__Task goal__.
In the data that follows, count each line with the string "spectator"; the reply is the number only.

__Records__.
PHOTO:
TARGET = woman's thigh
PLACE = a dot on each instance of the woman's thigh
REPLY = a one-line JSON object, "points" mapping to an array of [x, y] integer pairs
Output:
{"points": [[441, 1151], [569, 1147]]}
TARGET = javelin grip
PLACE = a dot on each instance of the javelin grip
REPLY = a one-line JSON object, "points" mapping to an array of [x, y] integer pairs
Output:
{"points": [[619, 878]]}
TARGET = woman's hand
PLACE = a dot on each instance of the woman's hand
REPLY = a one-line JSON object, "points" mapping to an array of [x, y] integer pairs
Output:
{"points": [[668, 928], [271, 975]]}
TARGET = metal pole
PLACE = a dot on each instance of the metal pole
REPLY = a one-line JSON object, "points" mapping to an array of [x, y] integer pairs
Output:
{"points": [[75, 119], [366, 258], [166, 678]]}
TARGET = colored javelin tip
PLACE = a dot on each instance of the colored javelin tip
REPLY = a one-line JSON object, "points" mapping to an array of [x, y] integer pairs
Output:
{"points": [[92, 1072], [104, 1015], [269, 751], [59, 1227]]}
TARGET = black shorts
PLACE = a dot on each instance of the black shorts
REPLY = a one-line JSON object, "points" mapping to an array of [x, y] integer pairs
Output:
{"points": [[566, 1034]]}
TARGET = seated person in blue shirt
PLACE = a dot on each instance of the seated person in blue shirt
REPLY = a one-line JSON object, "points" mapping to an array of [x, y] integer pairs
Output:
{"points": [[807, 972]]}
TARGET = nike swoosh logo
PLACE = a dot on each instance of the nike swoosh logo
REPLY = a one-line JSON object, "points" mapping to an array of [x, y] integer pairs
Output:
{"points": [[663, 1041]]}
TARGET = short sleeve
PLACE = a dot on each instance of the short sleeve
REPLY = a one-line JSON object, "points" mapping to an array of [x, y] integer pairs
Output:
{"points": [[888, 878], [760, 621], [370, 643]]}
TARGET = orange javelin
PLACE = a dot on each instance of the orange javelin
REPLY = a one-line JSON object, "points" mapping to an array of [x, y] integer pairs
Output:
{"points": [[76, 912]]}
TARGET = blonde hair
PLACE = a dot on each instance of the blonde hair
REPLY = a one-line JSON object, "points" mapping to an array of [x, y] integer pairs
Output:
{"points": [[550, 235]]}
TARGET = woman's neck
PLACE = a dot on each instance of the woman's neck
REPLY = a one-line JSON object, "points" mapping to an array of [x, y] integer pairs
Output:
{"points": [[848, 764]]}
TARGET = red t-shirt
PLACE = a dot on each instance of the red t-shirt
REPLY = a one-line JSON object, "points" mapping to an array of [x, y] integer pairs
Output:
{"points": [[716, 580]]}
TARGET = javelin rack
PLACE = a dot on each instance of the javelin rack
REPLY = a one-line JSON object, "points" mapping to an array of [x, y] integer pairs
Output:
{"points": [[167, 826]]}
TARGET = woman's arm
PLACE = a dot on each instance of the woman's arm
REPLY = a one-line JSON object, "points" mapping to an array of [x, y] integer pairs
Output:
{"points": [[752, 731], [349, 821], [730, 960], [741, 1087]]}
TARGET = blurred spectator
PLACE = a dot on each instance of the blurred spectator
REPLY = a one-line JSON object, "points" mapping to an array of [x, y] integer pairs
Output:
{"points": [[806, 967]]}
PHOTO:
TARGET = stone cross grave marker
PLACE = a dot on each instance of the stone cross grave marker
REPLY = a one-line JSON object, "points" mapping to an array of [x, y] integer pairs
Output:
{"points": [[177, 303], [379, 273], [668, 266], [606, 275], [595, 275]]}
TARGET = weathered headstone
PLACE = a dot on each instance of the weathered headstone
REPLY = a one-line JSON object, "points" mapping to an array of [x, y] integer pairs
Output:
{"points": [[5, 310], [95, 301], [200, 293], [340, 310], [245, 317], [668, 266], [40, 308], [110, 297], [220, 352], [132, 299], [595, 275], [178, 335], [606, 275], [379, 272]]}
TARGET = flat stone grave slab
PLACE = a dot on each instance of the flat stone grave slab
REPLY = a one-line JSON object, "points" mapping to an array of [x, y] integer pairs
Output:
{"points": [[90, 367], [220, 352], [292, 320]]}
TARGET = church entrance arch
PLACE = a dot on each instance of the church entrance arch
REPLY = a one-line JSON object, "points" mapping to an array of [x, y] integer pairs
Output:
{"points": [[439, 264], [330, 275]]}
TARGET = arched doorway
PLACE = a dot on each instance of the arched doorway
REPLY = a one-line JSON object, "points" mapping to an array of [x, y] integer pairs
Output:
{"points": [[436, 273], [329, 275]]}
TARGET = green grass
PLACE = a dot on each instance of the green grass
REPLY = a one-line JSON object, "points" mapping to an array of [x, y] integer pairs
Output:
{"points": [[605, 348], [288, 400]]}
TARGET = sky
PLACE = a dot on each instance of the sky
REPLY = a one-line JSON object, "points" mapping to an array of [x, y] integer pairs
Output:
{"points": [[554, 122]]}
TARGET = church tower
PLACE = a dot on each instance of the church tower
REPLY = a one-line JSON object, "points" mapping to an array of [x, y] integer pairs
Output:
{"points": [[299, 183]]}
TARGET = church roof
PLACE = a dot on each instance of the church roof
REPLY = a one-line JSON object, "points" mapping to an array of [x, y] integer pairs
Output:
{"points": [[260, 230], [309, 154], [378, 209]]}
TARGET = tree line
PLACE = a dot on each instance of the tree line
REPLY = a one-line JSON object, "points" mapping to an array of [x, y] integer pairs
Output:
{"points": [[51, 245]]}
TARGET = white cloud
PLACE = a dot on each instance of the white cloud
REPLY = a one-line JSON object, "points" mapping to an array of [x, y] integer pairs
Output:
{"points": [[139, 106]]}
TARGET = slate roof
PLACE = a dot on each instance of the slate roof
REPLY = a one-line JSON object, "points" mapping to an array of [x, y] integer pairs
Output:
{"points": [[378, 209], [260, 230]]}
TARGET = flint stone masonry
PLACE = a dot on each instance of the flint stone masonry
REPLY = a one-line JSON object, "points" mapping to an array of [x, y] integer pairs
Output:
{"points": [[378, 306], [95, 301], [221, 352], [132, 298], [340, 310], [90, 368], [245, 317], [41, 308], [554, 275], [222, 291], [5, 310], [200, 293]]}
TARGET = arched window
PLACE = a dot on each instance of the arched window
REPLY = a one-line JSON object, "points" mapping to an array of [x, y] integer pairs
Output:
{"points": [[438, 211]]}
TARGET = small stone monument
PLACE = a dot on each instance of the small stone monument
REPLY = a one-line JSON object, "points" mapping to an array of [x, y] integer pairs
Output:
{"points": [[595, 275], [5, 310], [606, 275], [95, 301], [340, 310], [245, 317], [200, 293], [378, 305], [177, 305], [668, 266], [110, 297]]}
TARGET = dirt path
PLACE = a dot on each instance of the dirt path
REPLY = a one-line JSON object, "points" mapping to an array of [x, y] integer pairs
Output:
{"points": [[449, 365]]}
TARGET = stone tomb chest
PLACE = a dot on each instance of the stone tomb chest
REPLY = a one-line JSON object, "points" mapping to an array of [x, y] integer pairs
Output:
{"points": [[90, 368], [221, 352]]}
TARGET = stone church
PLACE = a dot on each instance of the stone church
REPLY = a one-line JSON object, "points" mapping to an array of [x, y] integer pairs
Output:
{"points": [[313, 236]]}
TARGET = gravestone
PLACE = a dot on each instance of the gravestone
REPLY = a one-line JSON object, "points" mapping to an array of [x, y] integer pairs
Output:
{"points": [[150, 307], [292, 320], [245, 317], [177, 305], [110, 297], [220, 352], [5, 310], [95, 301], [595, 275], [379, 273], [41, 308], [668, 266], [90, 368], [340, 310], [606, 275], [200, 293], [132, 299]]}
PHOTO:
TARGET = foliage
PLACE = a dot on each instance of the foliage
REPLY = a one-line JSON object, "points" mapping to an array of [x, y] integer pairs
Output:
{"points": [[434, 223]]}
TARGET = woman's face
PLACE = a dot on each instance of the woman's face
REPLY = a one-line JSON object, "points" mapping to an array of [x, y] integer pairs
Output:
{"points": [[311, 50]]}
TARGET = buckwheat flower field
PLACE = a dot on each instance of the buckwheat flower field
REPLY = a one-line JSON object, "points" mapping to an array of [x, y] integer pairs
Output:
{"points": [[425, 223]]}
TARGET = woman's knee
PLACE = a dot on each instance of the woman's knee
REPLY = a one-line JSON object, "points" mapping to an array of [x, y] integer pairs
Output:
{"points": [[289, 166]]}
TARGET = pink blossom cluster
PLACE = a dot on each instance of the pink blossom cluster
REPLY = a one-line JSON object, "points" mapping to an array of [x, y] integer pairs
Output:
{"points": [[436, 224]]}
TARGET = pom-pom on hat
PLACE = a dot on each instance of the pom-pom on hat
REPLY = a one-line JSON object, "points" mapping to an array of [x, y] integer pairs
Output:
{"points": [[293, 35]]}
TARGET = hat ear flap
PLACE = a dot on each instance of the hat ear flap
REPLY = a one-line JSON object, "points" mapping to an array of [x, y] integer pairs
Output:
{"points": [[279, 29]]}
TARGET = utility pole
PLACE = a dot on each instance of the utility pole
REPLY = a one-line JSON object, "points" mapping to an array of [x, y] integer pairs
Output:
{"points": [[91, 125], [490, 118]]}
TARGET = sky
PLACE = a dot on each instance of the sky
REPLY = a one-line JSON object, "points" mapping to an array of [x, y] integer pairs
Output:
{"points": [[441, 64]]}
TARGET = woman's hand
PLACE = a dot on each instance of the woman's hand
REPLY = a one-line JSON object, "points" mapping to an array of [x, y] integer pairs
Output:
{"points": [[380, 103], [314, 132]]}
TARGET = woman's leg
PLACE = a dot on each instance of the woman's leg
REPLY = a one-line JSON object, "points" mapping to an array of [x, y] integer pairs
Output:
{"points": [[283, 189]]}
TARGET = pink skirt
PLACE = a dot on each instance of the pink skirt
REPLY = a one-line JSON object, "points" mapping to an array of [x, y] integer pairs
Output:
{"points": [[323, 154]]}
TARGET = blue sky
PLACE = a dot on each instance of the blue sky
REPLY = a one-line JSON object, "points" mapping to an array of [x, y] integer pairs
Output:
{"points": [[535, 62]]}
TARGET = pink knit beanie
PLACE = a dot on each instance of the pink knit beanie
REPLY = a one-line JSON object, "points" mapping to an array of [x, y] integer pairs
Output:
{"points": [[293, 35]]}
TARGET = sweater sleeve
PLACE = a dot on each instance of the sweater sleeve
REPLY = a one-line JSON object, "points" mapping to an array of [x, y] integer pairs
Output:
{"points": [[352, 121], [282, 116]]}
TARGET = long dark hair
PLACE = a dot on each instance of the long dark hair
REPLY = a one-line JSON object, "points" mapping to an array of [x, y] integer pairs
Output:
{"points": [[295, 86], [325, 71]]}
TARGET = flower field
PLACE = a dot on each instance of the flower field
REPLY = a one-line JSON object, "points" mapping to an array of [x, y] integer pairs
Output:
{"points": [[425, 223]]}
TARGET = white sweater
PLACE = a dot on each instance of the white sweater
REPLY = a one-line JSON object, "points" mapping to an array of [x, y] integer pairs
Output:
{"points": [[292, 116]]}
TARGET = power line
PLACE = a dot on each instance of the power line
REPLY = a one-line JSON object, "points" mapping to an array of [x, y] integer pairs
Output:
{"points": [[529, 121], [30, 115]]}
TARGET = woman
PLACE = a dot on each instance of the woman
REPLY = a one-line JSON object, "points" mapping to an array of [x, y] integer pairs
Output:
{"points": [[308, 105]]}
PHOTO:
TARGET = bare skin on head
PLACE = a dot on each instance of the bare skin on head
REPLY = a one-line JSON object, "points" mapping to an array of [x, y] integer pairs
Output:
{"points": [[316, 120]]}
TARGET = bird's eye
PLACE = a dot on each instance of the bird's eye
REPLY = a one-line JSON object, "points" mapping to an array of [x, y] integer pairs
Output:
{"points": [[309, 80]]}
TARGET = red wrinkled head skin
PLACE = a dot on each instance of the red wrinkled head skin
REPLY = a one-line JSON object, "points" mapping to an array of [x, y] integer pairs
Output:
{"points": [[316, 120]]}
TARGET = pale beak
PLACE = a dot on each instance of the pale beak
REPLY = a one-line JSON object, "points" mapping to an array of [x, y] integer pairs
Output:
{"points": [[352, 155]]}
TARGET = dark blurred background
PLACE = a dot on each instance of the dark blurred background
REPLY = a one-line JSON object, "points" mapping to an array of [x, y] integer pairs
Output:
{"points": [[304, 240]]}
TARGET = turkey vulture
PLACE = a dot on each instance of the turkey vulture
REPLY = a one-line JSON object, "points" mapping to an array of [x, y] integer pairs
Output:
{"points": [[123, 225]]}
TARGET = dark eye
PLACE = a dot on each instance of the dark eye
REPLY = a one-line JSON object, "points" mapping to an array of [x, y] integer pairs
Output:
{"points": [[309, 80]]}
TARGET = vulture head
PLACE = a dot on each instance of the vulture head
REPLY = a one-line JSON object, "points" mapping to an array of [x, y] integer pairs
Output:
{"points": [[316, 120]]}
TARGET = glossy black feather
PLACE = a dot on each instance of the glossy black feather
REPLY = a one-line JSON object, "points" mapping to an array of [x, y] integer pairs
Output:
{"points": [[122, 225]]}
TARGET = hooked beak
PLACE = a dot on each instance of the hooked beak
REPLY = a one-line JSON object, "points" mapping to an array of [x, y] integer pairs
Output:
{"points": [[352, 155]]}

__Answer space__.
2